DOCUMENT SECTION:

Back in April Dr. Graham Sher appeared unconcerned about having to compete for donors against a rival organization willing to pay for what his Canadian Blood Services receives for free.
The Canadian Blood Services CEO had earlier estimated that should rival Canadian Plasma Resources be licensed to collect and pay for donations of plasma, the impact on CBS’ donations would be in the vicinity of 8 per cent.
That wasn’t presented as an alarm, but to quiet critics – including us – who were raising issues around a proposal to introduce large-scale paid plasma donation in Canada by a private for-profit company.
Just a few months later CBS is now “rallying” Canadians to urgently donate, stating the country is now facing “concerning” shortages of blood due to fewer summer donations. While each summer presents challenges, CBS executive Susan Matsumoto told the media the downward trend is especially concerning this year.
This shortage is happening even though the private Canadian Plasma Resources has yet to receive the license it seeks to open the doors of its first two paid donation clinics in Toronto. There is nobody down the street yet offering cash for a donation a student might be ordinarily willing to make for free at one of CBS’ clinics.
In February a Kingston hematologist raised concerns about the impact of paid donation on overall blood donations. Queen’s University pathology professor Dr. Lois Shepherd told the CBC: “For me, the bigger concern is that we do rely on volunteer blood donors in Canada, and if we’re attracting younger people to be paid donors as plasma donors they are going to be pulled out of a population of people that (sic) might potentially be committed red cell whole blood donors.”
Canadian Plasma Resources plans to locate its paid donor clinics adjacent to Canadian universities.
The present shortages should be a warning sign to both Federal and Provincial governments who are pondering whether to allow the rival Canadian Plasma Resources to open its proposed clinics.
CBS says 50,000 donations are needed between now and Labour Day, extending hours and adding special clinics in selected locations.
There is doubtless a cost to this. Now imagine what the cost will be with 8 per cent fewer arms out there in that donation pool.

Records from a dataset
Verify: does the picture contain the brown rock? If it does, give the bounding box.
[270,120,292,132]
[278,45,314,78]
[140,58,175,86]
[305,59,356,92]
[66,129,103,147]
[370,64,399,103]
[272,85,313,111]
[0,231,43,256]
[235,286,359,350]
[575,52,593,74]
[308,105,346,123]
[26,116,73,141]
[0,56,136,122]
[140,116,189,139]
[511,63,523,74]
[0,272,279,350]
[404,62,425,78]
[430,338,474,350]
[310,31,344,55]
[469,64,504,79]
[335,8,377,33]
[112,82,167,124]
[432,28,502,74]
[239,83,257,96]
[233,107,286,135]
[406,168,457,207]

WORK TASK:
In the text about blood donation in Canada, where does Canadian Plasma Resources plan to locate its paid donor clinics? The records have no connection to the text about blood and plasma donation in Canada.

ANSWER TO THIS PROBLEM:
Next to Canadian universities.